[Extracted data entries]
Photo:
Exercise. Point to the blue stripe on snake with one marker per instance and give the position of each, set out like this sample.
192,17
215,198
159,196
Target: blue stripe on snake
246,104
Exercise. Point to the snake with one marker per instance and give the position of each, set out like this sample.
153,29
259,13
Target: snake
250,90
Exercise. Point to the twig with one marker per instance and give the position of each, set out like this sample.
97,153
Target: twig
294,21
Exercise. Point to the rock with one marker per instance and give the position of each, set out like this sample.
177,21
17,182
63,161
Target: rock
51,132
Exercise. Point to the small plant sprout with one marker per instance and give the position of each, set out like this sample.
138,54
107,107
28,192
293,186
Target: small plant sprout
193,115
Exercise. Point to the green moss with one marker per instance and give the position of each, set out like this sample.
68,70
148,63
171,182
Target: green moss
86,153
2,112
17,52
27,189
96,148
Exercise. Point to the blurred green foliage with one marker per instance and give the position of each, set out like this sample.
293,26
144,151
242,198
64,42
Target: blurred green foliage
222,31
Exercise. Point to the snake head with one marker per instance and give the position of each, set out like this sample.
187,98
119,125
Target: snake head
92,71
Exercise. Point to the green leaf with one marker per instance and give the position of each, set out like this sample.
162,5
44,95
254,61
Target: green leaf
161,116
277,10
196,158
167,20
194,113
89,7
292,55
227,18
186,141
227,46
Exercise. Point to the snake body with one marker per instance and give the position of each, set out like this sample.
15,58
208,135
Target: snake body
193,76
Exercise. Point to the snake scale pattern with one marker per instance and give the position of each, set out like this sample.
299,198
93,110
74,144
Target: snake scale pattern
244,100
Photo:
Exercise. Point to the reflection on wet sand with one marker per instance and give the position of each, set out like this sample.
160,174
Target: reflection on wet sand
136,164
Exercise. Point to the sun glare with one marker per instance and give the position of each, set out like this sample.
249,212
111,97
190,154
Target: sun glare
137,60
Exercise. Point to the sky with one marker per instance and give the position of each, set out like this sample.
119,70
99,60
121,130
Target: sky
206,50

§ **Work to do**
Give the records as a JSON list of strings, one string per line with blank lines omitted, covering only the lines from the one containing "Exercise. Point to the twig" through the end of the records.

§ **Reply**
[
  "Exercise. Point to the twig with one marker per instance and give the position of each, set out like this sample.",
  "97,153",
  "Target: twig",
  "294,21",
  "Exercise. Point to the rock with one marker per instance and give the position of each, set out like this sample.",
  "177,21",
  "17,182",
  "63,161",
  "Target: rock",
  "51,132",
  "Exercise. Point to the small plant sprout with one marker per instance and give the position of each, set out like this sample.",
  "138,54",
  "107,107",
  "28,192",
  "293,186",
  "Target: small plant sprout",
  "193,115",
  "Exercise. Point to the green moss with one marker per instance and give the position of each, set out like this sample.",
  "68,70",
  "148,63",
  "171,182",
  "Target: green moss",
  "86,153",
  "2,112",
  "17,52",
  "27,189",
  "96,148",
  "Exercise. Point to the blurred green foliage with one marker per instance and give the position of each, set out like this sample.",
  "293,26",
  "144,151",
  "242,198",
  "64,42",
  "Target: blurred green foliage",
  "222,31",
  "Exercise. Point to the snake head with one marker per instance and give the position of each, set out like this sample.",
  "187,98",
  "119,125",
  "Target: snake head",
  "92,71",
  "Exercise. Point to the green leaf with one marker per instance and give the position of each, set out like this sample.",
  "162,5",
  "44,95",
  "254,61",
  "Target: green leaf",
  "161,116",
  "277,10",
  "196,158",
  "167,20",
  "194,113",
  "89,7",
  "292,55",
  "227,18",
  "186,141",
  "227,46",
  "Exercise. Point to the snake body with one marker per instance and give the position of each, set out like this sample.",
  "15,58",
  "208,135",
  "Target: snake body",
  "193,76",
  "Exercise. Point to the snake scale pattern with one marker per instance and give the position of each, set out like this sample.",
  "299,198",
  "93,110",
  "74,144",
  "Target: snake scale pattern",
  "244,100",
  "Photo:",
  "Exercise. Point to the reflection on wet sand with one marker per instance and give the position of each, set out like this sample.",
  "160,174",
  "Target: reflection on wet sand",
  "136,164",
  "Exercise. Point to the sun glare with one marker per instance and give the position of each, set out like this sample.",
  "249,212",
  "111,97",
  "190,154",
  "Target: sun glare",
  "137,60",
  "Exercise. Point to the sky with one marker per instance and give the position of each, set out like this sample.",
  "119,70",
  "99,60",
  "121,130",
  "Target: sky",
  "206,50"
]